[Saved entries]
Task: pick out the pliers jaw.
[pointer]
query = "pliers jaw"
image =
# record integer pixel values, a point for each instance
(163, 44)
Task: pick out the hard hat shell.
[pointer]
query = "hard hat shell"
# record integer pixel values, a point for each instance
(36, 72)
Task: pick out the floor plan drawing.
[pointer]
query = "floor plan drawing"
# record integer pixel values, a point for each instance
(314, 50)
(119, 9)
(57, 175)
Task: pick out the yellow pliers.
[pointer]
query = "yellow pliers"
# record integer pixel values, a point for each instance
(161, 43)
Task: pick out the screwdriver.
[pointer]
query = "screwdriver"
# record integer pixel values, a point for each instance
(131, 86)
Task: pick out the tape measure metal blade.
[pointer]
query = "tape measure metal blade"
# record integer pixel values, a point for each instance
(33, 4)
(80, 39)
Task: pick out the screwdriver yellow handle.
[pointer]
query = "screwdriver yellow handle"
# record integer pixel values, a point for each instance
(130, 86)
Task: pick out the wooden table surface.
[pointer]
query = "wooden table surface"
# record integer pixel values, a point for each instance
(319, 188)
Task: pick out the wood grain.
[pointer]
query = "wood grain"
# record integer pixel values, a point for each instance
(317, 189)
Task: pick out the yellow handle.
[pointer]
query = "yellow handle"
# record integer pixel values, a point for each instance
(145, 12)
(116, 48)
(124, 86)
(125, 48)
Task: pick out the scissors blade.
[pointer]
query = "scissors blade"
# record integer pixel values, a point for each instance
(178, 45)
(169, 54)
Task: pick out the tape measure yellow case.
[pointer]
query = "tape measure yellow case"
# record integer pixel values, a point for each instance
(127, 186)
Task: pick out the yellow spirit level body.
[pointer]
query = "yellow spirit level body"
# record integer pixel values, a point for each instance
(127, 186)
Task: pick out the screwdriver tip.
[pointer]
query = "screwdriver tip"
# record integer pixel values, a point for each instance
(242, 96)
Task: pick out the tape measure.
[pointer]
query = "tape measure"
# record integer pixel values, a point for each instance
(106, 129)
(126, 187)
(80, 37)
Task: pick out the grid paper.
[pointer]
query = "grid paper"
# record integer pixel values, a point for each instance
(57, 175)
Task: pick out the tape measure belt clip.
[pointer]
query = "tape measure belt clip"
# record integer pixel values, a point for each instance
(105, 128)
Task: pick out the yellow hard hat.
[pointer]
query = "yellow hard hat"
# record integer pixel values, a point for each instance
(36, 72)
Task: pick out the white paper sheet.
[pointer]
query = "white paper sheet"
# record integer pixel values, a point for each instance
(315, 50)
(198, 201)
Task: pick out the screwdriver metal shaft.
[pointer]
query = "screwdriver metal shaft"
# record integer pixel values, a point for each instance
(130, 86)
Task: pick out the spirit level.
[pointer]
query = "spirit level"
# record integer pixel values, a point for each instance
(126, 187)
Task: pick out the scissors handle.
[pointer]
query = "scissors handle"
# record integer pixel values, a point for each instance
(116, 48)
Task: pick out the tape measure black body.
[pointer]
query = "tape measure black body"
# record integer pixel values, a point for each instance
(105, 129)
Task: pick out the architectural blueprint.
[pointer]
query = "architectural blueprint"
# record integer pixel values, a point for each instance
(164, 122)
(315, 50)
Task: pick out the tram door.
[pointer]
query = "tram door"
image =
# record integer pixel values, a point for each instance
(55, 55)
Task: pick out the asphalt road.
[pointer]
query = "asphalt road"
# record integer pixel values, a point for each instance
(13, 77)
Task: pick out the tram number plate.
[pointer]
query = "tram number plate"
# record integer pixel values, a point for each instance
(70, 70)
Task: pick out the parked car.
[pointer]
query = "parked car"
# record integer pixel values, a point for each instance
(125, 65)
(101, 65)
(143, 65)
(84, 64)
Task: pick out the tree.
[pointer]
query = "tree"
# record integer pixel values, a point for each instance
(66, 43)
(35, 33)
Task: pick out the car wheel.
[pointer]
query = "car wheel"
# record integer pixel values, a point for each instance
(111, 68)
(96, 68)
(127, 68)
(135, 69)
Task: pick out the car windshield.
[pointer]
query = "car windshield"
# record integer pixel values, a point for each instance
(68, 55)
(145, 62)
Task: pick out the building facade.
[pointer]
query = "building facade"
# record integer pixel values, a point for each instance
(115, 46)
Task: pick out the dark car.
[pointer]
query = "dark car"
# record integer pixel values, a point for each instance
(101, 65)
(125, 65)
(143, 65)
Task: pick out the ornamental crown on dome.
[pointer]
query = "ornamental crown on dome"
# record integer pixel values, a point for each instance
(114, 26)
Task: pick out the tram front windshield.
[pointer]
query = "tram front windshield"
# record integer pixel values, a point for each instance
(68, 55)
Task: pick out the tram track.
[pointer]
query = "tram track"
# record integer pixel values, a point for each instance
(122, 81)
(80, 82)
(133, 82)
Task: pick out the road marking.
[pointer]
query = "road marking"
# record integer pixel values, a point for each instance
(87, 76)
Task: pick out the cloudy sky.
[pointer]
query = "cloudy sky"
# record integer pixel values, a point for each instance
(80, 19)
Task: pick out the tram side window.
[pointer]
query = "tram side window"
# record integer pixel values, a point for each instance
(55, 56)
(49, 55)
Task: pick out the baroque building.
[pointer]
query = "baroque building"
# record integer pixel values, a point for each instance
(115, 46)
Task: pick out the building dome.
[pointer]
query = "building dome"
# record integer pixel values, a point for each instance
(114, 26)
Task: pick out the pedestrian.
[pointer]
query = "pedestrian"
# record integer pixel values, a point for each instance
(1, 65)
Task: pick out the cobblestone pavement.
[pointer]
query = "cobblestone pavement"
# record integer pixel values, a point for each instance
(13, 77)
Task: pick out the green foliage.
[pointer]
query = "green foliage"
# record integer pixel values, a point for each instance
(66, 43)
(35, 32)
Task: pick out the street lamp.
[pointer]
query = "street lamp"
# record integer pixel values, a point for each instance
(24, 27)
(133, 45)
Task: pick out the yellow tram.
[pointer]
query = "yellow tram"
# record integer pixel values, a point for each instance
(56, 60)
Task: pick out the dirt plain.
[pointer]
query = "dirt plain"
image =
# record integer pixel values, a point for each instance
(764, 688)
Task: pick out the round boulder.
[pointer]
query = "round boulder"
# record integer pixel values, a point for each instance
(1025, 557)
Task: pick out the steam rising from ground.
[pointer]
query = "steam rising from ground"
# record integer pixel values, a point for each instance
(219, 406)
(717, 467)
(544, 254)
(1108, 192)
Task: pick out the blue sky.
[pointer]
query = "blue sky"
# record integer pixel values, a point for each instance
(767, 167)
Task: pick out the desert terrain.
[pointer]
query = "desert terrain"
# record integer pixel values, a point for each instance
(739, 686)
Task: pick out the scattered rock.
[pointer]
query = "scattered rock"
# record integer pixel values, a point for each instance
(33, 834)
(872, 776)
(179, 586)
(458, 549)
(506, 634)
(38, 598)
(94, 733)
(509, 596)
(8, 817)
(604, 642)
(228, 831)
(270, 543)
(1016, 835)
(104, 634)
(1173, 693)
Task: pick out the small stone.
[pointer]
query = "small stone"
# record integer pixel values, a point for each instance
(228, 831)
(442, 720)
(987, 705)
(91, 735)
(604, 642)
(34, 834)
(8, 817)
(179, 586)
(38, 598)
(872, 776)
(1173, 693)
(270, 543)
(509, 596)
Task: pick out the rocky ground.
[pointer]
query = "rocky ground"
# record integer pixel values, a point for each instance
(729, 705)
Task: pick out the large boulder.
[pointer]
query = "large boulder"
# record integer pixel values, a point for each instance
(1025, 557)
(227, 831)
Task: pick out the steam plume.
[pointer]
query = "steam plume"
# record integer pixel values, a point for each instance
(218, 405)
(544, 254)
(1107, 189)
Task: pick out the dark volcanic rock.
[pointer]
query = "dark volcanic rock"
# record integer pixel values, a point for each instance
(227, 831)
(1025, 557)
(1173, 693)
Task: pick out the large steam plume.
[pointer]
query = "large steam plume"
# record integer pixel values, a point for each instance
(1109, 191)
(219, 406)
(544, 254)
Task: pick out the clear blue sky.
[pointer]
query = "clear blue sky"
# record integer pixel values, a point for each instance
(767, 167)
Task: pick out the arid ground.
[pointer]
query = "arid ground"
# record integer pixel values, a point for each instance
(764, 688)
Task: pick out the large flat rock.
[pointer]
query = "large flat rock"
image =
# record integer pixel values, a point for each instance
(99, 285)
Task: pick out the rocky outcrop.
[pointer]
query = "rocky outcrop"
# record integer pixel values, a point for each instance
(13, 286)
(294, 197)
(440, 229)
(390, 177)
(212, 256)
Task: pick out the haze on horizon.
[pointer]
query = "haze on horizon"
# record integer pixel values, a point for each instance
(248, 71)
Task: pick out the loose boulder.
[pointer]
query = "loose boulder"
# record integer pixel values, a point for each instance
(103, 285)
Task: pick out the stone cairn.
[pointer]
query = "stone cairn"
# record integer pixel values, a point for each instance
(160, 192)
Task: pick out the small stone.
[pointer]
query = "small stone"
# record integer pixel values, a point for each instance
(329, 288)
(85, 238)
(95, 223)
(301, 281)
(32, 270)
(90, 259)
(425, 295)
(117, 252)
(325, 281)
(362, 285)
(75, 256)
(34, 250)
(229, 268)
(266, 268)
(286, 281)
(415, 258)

PROBLEM: The lines to copy run from the first line of the entries to the line containing "Task: pick out the screwdriver tip."; copy them exactly and output nothing else.

SOLVED EXERCISE:
Task: pick out the pliers jaw.
[pointer]
query = "pliers jaw"
image =
# record integer pixel values, a point for each instance
(163, 44)
Task: pick out the hard hat shell.
[pointer]
query = "hard hat shell"
# record integer pixel values, a point for each instance
(36, 72)
Task: pick out the floor plan drawing.
[pointer]
query = "floor plan drawing"
# record integer pixel values, a point for each instance
(314, 50)
(119, 9)
(57, 175)
Task: pick out the yellow pliers.
[pointer]
query = "yellow pliers"
# record integer pixel values, a point for each instance
(161, 43)
Task: pick out the screwdriver.
[pointer]
query = "screwdriver"
# record integer pixel values, a point for each instance
(131, 86)
Task: pick out the tape measure metal blade.
[pointer]
query = "tape measure metal blade"
# record integer pixel values, a point for each instance
(33, 4)
(80, 39)
Task: pick out the screwdriver yellow handle.
[pointer]
query = "screwdriver yellow handle"
# record integer pixel values, a point for each instance
(130, 86)
Task: pick out the wooden table surface.
[pointer]
query = "wooden table surface"
# record integer pixel values, a point for each instance
(319, 188)
Task: pick out the wood grain.
[pointer]
query = "wood grain"
# record integer pixel values, a point for each instance
(317, 189)
Task: pick out the yellow handle.
[pointer]
query = "yellow handle"
# record integer pixel values, a point for each instance
(145, 12)
(116, 48)
(124, 86)
(125, 48)
Task: pick out the scissors blade.
[pointer]
query = "scissors blade"
# record integer pixel values, a point for each instance
(178, 45)
(169, 54)
Task: pick out the tape measure yellow case.
[pointer]
query = "tape measure yellow case"
# record integer pixel values, a point for each instance
(127, 186)
Task: pick out the yellow spirit level body.
[pointer]
query = "yellow spirit level body"
# record integer pixel values, a point for each instance
(127, 186)
Task: pick out the screwdriver tip.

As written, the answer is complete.